### Exercise aim:
Repeat word for word everything in the earnings call transcript from "All right, great." down to "see some downside?".

Paul B. Murphy, Jr. -- Chairman and Chief Executive Officer

Brady, just trying to predict it on the quarter-to-quarter basis is tough, and I understand your question is what about next year. Yes, I think it depends on what happens with restaurant, and if we see any of the high leveraged credits high-leveraged moderators deteriorate further. And so at this point, I don't have the visibility that there's significant problems with either of those books, but the restaurant portfolio is one that it's going to take us some time to work through that and so I guess, fundamentally I feel good about our current outlook, but I have to put asterisk unless there are somethings that shake out of either of those 2 portfolios that become more challenging than what we have visibility on as of today.

Valerie C. Toalson -- Executive Vice President and Chief Financial Officer

Brady, this is Valerie. I would just add to that. About half of our loan provisions this quarter were associated with the credits that we charged-off, and those loans are either resolved or in the process of resolution, and we believe that the reserves are established for those and they are last and final. And so, that's a big chunk of the provisioning this quarter that we don't anticipate having a go-forward aspect to it.

Brady Gailey -- KBW -- Analyst

All right, great. And then my last question is just on margin. I'm used to thinking of Cadence as a fairly asset-sensitive company, but I know you got the collar, which really limits that asset sensitivity. Valerie, I heard you say you think about Cadence as somewhat neutral to rates going forward. I mean with the Fed continuing to cut here, do you think the NIM can be stable? Or do you think we will see some downside?

Valerie C. Toalson -- Executive Vice President and Chief Financial Officer

Yes. No, I think once I think we may see another quarter or so of a little bit of a lag in our deposit cost coming down. It came down very nicely this quarter. Total funding costs down 9 basis points, deposit cost down 7 basis points, we expect that will accelerate in the fourth quarter, and once that gets to kind of our fully modeled level of 50% beta, I think that on a core basis, we're going to have a pretty flat margin. And that is absolutely driven by the impact of the collar that we put in place combined with the fact that half of the interest rates lock that we have on the book will be rolling off at the end of this year so the combination of those two really sets us up very nicely for 2020.

Rows from a dataset
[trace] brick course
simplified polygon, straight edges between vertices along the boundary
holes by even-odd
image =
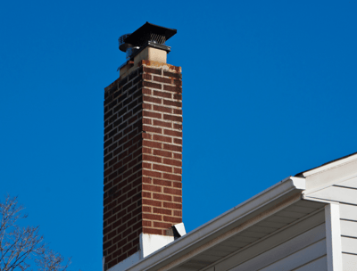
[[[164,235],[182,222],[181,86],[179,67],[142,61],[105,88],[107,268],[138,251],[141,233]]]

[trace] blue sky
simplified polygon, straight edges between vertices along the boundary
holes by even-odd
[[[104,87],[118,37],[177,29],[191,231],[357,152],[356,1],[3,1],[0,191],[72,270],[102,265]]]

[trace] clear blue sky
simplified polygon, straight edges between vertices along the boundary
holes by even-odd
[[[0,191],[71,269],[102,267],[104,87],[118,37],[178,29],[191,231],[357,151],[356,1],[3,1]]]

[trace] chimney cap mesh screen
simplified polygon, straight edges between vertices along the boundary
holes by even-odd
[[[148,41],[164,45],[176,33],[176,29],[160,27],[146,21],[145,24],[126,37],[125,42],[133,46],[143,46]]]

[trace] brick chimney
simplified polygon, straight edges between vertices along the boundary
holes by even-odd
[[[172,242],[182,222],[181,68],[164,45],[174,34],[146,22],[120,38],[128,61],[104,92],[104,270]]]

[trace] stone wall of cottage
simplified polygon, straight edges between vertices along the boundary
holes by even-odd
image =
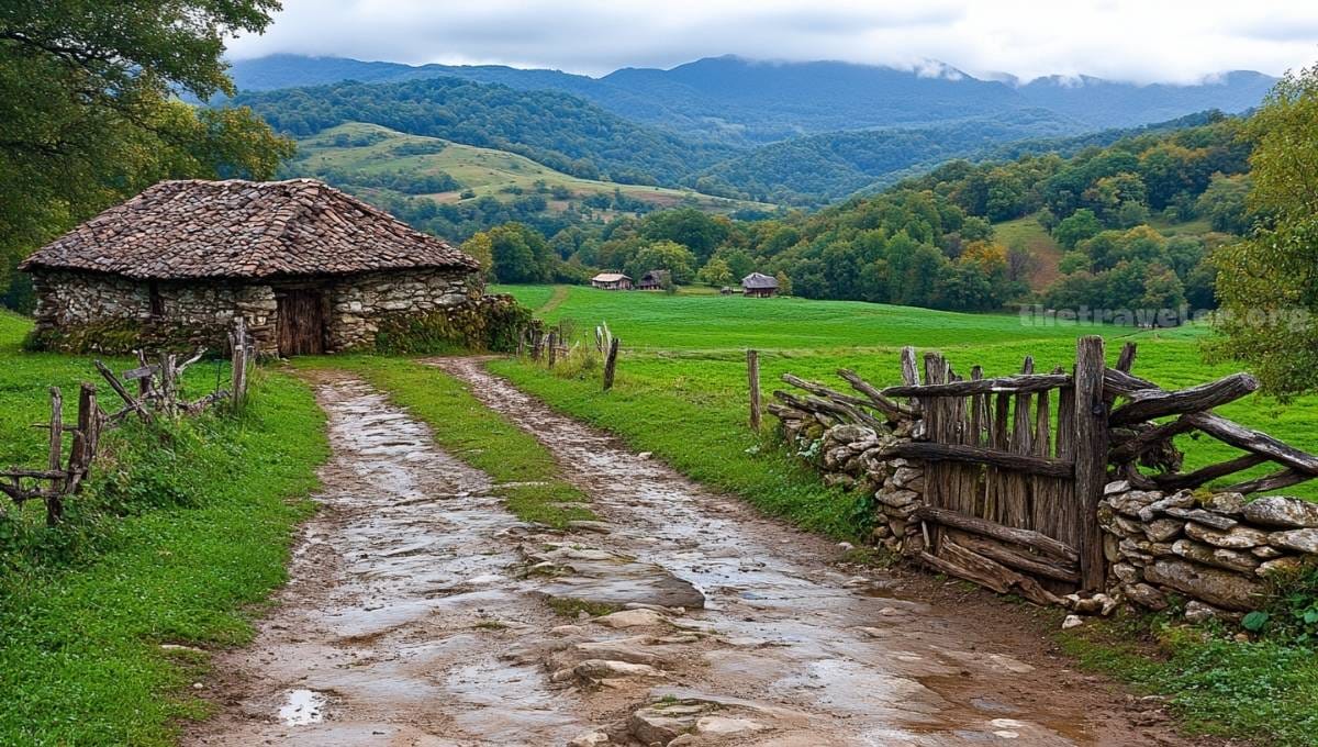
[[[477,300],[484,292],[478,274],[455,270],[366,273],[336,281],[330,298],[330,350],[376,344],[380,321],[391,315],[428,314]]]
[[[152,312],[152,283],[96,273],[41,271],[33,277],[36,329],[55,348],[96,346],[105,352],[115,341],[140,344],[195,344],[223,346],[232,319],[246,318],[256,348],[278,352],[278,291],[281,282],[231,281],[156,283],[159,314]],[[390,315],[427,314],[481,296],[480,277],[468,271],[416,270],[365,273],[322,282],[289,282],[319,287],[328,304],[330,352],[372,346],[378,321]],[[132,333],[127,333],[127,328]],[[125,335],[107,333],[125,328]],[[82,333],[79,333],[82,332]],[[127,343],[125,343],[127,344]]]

### Full solution:
All right, great. And then my last question is just on margin. I'm used to thinking of Cadence as a fairly asset-sensitive company, but I know you got the collar, which really limits that asset sensitivity. Valerie, I heard you say you think about Cadence as somewhat neutral to rates going forward. I mean with the Fed continuing to cut here, do you think the NIM can be stable? Or do you think we will see some downside?